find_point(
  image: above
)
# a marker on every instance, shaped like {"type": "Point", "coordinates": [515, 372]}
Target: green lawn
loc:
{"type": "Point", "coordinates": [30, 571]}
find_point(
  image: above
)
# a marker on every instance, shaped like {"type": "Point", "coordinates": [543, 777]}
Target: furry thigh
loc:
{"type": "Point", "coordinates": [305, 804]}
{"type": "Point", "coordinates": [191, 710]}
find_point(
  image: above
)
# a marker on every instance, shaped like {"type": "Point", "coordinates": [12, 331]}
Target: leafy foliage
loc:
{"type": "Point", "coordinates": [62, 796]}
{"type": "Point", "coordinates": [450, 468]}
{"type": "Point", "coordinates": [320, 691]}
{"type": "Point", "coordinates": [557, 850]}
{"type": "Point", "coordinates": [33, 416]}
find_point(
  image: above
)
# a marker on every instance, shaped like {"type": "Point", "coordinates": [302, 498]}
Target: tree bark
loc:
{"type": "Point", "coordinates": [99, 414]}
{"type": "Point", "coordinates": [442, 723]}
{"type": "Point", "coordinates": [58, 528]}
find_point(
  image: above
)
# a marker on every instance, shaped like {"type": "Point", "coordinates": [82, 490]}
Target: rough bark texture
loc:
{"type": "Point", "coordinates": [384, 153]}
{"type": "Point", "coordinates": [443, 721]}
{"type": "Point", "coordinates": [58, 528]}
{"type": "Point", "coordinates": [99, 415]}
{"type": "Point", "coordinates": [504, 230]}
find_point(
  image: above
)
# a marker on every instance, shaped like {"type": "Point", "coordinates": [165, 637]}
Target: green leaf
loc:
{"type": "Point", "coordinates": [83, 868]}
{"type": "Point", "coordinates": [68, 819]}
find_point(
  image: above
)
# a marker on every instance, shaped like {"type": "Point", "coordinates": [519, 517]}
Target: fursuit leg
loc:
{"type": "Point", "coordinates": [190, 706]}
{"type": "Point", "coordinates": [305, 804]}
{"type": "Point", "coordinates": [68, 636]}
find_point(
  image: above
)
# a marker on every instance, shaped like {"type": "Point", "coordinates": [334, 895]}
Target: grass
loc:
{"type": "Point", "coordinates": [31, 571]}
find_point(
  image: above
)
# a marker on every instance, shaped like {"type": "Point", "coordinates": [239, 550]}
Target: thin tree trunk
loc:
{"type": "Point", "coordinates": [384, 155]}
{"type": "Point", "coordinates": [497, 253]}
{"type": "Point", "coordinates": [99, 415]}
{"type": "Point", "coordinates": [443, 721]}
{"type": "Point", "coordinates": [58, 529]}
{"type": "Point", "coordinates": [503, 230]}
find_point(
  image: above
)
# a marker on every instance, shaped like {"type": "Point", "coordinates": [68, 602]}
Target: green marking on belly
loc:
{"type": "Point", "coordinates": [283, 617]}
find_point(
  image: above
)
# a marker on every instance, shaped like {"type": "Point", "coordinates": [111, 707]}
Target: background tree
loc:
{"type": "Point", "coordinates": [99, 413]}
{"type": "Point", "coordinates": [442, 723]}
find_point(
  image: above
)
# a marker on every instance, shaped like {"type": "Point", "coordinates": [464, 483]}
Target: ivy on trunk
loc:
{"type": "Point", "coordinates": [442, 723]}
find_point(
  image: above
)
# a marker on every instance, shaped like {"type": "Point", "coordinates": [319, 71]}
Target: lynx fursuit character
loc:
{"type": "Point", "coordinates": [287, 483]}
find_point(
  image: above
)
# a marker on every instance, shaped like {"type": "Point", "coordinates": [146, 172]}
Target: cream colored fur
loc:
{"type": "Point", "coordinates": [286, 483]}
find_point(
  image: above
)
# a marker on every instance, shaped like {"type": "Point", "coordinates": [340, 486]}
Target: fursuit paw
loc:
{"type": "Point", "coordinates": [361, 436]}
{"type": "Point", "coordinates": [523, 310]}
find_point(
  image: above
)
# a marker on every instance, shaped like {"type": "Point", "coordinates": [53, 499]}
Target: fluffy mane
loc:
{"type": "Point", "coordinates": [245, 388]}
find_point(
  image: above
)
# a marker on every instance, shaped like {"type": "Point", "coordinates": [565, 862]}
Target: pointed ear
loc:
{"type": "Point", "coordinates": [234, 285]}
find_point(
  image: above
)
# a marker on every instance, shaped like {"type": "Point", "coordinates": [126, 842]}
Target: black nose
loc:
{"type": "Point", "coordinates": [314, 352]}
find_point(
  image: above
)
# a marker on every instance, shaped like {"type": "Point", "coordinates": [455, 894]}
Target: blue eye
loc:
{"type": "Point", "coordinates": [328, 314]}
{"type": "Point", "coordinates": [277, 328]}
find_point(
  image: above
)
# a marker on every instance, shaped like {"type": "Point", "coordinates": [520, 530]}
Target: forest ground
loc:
========================================================================
● **Given problem**
Pull out each line of the records above that contains the word "tree", and list those lines in their original order.

● **Complete response**
Target: tree bark
Target: thin tree trunk
Target: background tree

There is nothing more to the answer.